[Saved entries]
Content starts

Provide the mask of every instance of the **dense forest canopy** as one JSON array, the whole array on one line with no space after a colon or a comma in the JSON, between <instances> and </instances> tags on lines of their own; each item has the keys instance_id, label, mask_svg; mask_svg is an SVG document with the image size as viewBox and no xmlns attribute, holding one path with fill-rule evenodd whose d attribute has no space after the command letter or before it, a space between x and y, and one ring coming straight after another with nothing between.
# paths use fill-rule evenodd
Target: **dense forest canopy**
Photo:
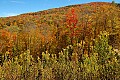
<instances>
[{"instance_id":1,"label":"dense forest canopy","mask_svg":"<svg viewBox=\"0 0 120 80\"><path fill-rule=\"evenodd\" d=\"M91 2L18 16L1 17L0 64L8 67L5 65L8 63L6 60L12 60L13 63L20 60L15 63L19 64L16 67L28 65L32 69L36 66L39 74L42 71L38 65L42 65L44 73L44 70L51 71L52 69L54 71L51 71L50 74L46 73L52 77L42 76L41 78L36 74L40 79L61 80L65 78L69 80L62 74L65 68L68 68L68 72L71 70L74 73L71 79L76 78L75 76L79 79L81 77L82 79L118 79L120 77L117 72L120 63L119 32L120 4L114 2ZM23 56L27 56L28 64L25 63L26 65ZM31 61L31 59L33 60ZM111 67L110 64L114 67ZM75 66L73 67L73 65ZM99 65L100 68L98 68ZM75 72L72 71L72 68ZM111 69L110 72L107 70L108 68ZM0 69L5 70L1 67ZM25 68L23 72L27 75L26 69L29 68ZM61 72L60 77L55 70ZM65 71L67 74L67 69ZM84 71L86 71L85 75L82 75ZM34 74L31 73L31 75ZM87 77L87 75L90 76ZM9 79L9 77L7 78ZM26 79L25 76L24 79Z\"/></svg>"},{"instance_id":2,"label":"dense forest canopy","mask_svg":"<svg viewBox=\"0 0 120 80\"><path fill-rule=\"evenodd\" d=\"M72 12L73 9L74 12ZM118 33L119 25L120 25L119 10L120 9L119 7L117 7L116 4L113 5L107 2L91 2L88 4L71 5L71 6L49 9L40 12L21 14L13 17L11 16L11 17L0 18L1 34L2 32L6 32L6 35L4 34L6 37L8 35L16 36L16 40L20 40L20 41L14 41L15 42L14 46L21 46L20 49L22 49L23 47L26 50L31 49L30 46L33 46L31 44L32 42L28 41L27 39L33 36L38 38L38 40L41 42L41 44L37 44L39 42L36 42L36 45L39 45L39 49L40 49L40 45L42 46L43 44L44 45L49 44L50 46L50 44L54 43L55 46L57 47L57 44L61 43L58 41L65 39L65 38L62 39L62 37L64 36L68 37L70 36L70 34L71 36L72 34L74 34L76 36L76 39L79 38L79 40L77 41L82 40L81 39L82 35L86 36L87 38L87 34L89 34L88 37L91 39L91 40L89 39L91 42L92 39L95 38L99 34L99 32L103 30L109 32L109 34L119 35ZM72 16L74 16L73 18L76 18L77 20L77 22L73 24L74 26L71 24L74 23L74 21L71 20ZM68 19L70 17L71 19ZM66 27L66 26L71 26L71 27ZM70 29L72 27L75 28ZM93 30L94 28L95 30ZM73 33L69 32L69 30L70 31L72 30ZM69 43L70 41L68 40L66 41L64 45L61 44L60 46L61 49L71 44ZM118 44L119 46L119 41L117 42L118 43L116 44ZM114 42L111 42L110 44L113 43ZM4 40L3 42L1 41L1 45L2 45L1 47L6 46ZM1 48L1 51L6 52L6 50L4 51L4 48Z\"/></svg>"}]
</instances>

Content ends

- What you need to do -
Copy out all the data exactly; skip the pictures.

- Solved exercise -
Provide the mask of every instance of the **dense forest canopy** as one JSON array, the whole array on one line with no space after a colon or a comma in the JSON, between <instances> and </instances> tags on lines of their own; each item has the keys instance_id, label, mask_svg; mask_svg is an SVG document with the image size as viewBox and no xmlns attribute, holding one path with fill-rule evenodd whose d attribute has no space after the command letter or before it, a space between x and y, and one ring coming straight after another with nothing between.
# paths use fill-rule evenodd
Target: **dense forest canopy**
Photo:
<instances>
[{"instance_id":1,"label":"dense forest canopy","mask_svg":"<svg viewBox=\"0 0 120 80\"><path fill-rule=\"evenodd\" d=\"M91 2L18 16L1 17L0 64L8 67L5 65L8 63L6 60L12 60L13 63L20 60L15 63L19 64L16 67L28 65L32 69L36 66L39 74L42 71L38 65L42 65L44 73L44 70L51 71L52 69L54 71L51 71L50 74L46 73L52 77L42 76L41 78L36 74L40 79L61 80L65 78L69 80L62 74L65 68L68 68L68 72L71 70L74 73L71 79L76 78L75 76L79 79L81 77L82 79L118 79L120 77L117 72L120 63L119 32L120 4L114 2ZM23 56L27 56L28 64L25 63L26 65ZM31 61L31 59L33 60ZM111 67L110 64L114 67ZM75 66L73 67L73 65ZM99 65L100 68L98 68ZM75 72L72 71L72 68ZM111 69L110 72L107 70L108 68ZM0 69L5 70L1 67ZM25 68L23 72L27 75L26 69L29 68ZM61 72L60 77L55 70ZM65 71L67 74L67 69ZM84 71L86 71L85 75L82 75ZM34 74L31 73L31 75ZM87 77L87 75L90 76ZM9 79L9 77L7 78ZM26 79L25 76L24 79Z\"/></svg>"},{"instance_id":2,"label":"dense forest canopy","mask_svg":"<svg viewBox=\"0 0 120 80\"><path fill-rule=\"evenodd\" d=\"M72 12L73 9L74 12ZM118 33L119 25L120 25L119 10L120 9L119 7L117 7L116 4L113 5L107 2L91 2L88 4L71 5L71 6L49 9L40 12L21 14L13 17L11 16L11 17L0 18L1 34L2 32L6 32L6 35L4 34L6 37L8 35L16 36L16 40L20 40L20 41L14 41L15 42L14 46L21 46L20 49L22 49L23 47L26 50L31 49L30 46L33 46L31 44L32 42L28 41L27 39L33 36L38 38L38 40L41 42L41 44L37 44L39 42L36 42L36 45L39 45L39 49L40 49L40 45L42 46L43 44L44 45L49 44L50 46L50 44L54 43L55 46L57 47L57 44L61 43L58 41L65 39L65 38L62 39L62 37L64 36L68 37L70 36L70 34L71 36L72 34L74 34L76 36L76 39L79 38L79 40L77 41L82 40L81 39L82 35L86 36L87 38L87 34L89 34L88 37L91 39L91 40L89 39L91 42L92 39L95 38L99 34L99 32L103 30L109 32L109 34L119 35ZM72 16L74 16L73 18L76 18L77 20L77 22L73 24L74 26L71 24L74 23L74 21L71 20ZM68 19L70 17L71 19ZM66 27L66 26L71 26L71 27ZM70 29L72 27L75 28ZM93 30L94 28L95 30ZM73 33L69 32L69 30L70 31L72 30ZM69 43L70 41L68 40L66 41L64 45L61 44L60 46L61 49L71 44ZM118 44L119 46L119 41L117 42L118 43L116 44ZM114 42L111 42L110 44L113 43ZM4 40L3 42L1 41L1 45L2 45L1 47L6 46ZM1 48L1 51L6 52L6 50L4 51L4 48Z\"/></svg>"}]
</instances>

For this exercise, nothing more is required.